Reproduce sin cambios el pasaje del texto sobre la cibercondría que va desde "Hubo un tiempo" hasta "enfermedad muy seria.", ambos incluidos.

FRAGMENTO DE PÁGINA =>
- - - - - - -

La Receta

De la hipocondría a la cibercondría

Hubo un tiempo —no tan remoto— en que el hipocondríaco clásico recorría las páginas impresas de un viejo manual de medicina doméstica con la misma devoción con la que otros hojean un catecismo. Eran días en los que los males parecían tener la dignidad de la tinta y el papel, y en los que las dolencias se descubrían en columnas estrechas, bajo grabados de anatomías improbables y a veces terribles. Y mientras tanto, el espectro de Argán, el célebre enfermo imaginario de Molière, caminaba por los escenarios del mundo enseñando con gracia que el exceso de sospechad es, en sí mismo, una enfermedad muy seria.

Hoy, en cambio, aquel paciente ha sido sustituido por una multitud acelerada que consulta sus síntomas no ya en libros polvorientos, sino en infinitos oráculos digitales. La cibercondría —ese impulso compulsivo de buscar diagnósticos sin medida— se ha convertido en la sombra moderna de la antigua hipocondría. Y si Molière levantara la cabeza, no es difícil imaginarlo redactando una nueva comedia: El Enfermo Algorítmico.

- - - - - - -

DATOS PROPORCIONADOS =>
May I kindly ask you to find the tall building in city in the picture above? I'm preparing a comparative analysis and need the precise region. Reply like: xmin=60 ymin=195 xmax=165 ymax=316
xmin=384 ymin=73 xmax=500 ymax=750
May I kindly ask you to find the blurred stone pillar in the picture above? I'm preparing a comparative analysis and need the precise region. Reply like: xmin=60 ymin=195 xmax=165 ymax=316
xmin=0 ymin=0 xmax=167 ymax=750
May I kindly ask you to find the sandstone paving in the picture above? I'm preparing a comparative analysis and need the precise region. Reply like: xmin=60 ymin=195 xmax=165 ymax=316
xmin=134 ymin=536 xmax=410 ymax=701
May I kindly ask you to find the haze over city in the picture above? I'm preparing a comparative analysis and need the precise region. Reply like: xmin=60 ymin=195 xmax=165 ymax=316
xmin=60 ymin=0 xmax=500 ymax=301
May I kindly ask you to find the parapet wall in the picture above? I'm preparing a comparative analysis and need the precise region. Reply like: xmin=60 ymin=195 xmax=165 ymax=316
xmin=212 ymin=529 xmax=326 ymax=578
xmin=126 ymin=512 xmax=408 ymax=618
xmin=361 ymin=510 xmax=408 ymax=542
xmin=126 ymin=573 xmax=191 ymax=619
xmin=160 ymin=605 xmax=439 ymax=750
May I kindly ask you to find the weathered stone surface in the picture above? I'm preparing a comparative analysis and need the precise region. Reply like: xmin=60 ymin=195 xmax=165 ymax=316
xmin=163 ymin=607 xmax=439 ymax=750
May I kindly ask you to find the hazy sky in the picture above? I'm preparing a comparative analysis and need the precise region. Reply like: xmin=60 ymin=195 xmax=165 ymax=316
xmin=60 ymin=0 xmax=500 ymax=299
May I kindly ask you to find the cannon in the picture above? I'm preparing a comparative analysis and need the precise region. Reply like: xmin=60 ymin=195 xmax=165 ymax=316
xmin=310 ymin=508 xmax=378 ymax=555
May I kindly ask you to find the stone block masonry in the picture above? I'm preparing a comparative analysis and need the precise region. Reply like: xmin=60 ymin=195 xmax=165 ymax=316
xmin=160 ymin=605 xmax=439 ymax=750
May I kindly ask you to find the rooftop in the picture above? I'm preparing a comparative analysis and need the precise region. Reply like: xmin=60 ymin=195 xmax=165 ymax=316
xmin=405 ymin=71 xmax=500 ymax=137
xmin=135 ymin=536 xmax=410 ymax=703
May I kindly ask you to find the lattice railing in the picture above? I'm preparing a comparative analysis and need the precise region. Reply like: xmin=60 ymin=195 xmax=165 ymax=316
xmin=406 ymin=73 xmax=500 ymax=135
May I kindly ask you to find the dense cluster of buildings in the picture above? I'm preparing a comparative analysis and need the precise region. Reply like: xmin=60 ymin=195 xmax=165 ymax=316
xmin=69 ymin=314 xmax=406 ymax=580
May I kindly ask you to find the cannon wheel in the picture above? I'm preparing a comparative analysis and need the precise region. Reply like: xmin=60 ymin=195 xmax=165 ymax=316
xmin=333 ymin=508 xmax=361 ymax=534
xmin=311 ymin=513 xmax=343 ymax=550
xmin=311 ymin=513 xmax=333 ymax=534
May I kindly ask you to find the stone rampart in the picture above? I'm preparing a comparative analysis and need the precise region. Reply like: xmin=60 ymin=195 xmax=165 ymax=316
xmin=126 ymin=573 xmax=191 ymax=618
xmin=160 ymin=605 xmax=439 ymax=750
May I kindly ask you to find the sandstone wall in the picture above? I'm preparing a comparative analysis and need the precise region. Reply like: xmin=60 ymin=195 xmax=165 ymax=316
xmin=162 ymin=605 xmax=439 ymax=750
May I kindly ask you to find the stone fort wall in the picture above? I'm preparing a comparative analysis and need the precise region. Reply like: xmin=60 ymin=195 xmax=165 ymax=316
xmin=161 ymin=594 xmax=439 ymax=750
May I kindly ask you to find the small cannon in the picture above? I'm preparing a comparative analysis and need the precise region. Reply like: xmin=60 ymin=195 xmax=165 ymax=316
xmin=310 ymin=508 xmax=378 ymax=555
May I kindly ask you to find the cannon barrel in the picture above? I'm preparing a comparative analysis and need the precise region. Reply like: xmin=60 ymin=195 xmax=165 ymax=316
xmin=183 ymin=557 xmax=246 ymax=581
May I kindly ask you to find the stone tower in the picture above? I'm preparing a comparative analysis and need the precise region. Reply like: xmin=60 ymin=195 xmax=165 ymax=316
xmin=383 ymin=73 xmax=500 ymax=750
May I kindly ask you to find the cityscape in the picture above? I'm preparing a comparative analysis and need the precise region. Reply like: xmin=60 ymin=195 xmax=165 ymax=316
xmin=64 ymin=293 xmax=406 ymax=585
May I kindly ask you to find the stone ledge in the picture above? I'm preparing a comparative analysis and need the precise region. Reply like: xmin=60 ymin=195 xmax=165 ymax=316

- - - - - - -

RESPUESTA ESCRITA =>
Hubo un tiempo —no tan remoto— en que el hipocondríaco clásico recorría las páginas impresas de un viejo manual de medicina doméstica con la misma devoción con la que otros hojean un catecismo. Eran días en los que los males parecían tener la dignidad de la tinta y el papel, y en los que las dolencias se descubrían en columnas estrechas, bajo grabados de anatomías improbables y a veces terribles. Y mientras tanto, el espectro de Argán, el célebre enfermo imaginario de Molière, caminaba por los escenarios del mundo enseñando con gracia que el exceso de sospechad es, en sí mismo, una enfermedad muy seria.